Rewrite the material below with every "Keypoint placement" changed to "Point annotation" and everything else kept the same, leaving the pictures out of your version.
+++++
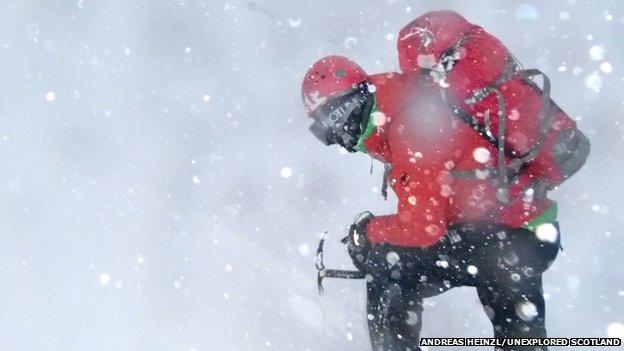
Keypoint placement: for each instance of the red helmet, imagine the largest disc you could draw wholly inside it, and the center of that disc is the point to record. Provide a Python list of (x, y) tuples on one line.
[(327, 78), (336, 96)]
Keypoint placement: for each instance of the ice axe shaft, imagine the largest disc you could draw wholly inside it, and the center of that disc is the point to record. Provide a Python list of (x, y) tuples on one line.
[(332, 273)]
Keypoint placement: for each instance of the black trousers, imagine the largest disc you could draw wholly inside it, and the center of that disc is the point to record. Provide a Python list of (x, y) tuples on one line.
[(505, 265)]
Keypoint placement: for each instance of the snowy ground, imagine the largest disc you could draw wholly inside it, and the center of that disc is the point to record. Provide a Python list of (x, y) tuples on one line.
[(160, 190)]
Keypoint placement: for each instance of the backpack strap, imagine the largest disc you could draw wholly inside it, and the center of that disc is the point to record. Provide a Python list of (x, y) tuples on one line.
[(512, 71)]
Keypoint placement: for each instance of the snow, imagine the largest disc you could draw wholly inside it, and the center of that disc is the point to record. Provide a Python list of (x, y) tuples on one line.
[(547, 232), (526, 310), (615, 330), (527, 12), (379, 118), (104, 278), (593, 82), (596, 52), (99, 180), (606, 67), (481, 155), (392, 258), (304, 250), (294, 22), (286, 172)]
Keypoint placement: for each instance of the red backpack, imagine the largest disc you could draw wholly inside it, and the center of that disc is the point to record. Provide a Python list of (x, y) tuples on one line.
[(486, 87)]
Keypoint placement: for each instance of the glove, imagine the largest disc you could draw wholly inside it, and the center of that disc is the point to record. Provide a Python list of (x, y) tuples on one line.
[(357, 241)]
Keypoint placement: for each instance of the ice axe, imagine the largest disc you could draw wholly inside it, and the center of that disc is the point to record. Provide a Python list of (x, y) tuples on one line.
[(332, 273)]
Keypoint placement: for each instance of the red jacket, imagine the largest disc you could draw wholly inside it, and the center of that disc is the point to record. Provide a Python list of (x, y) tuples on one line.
[(443, 170), (430, 150)]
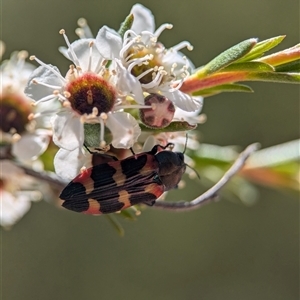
+++++
### Full response:
Point annotation: for each instance of the red helmet, imagine the largest disc you could draw wholly inside it, and the center of that disc is the point to record. Provide a Python list of (x, y) tuples on one line.
[(327, 78), (336, 96)]
Point annotation: for each instance of the ice axe shaft, imagine the largest disc you could draw wholly inside it, and the center of that disc is the point to record. Provide a Python list of (x, y) tuples on one line.
[(332, 273)]
Point annotation: for each instance of the black trousers, imagine the largest disc you could draw wholly inside it, and the center of that disc is the point to record. Provide a Python list of (x, y) tuples on one line.
[(505, 265)]
Point annotation: for each instance of the snowy ground, imagine the largest disc you could draw wholly inside it, and the center of that disc is the point to record. Provide a Python list of (x, y) tuples on one line.
[(160, 190)]
Point annotation: for each instance of the backpack strap, imagine the largest disc you could draw wholly inside it, and the center of that disc is the point to record. Provide a Python list of (x, y) tuples on one line.
[(512, 71)]
Point annotation: for each instance of the snow, imagine the largest disc you could draw wholly inside it, and the center of that disc is the point to record. Provide a Python list of (x, y) tuples on one line.
[(547, 232), (526, 310), (615, 330), (527, 12), (379, 118), (104, 278), (593, 82), (596, 52), (99, 180), (606, 67), (481, 155), (392, 258), (304, 250), (294, 22), (286, 172)]
Point annotation: for each instance of the red backpack, imagine the largest disc you could draw wholly inside it, and the center of that disc is the point to record. Provide a Python list of (x, y) tuples on one line.
[(486, 87)]
Point annotation: for each instance of the glove, imagine the largest disc you could draw wholly inside it, and the center of that disc is the point to record. Provide a Python list of (x, y) tuples on one line.
[(357, 241)]
Point annotation: for each instance of the ice axe, imagine the largest disc you could draw wholly inside it, and the center of that disc is the point to record. Provide a Python list of (x, y) tuples on one line.
[(332, 273)]
Point annotation: for each instance of the red jacket, imagine the largest disc you could draw wholly inside it, and the center of that disc is the point to record. Provide a Python list of (x, y) tuples on one line.
[(443, 170), (430, 150)]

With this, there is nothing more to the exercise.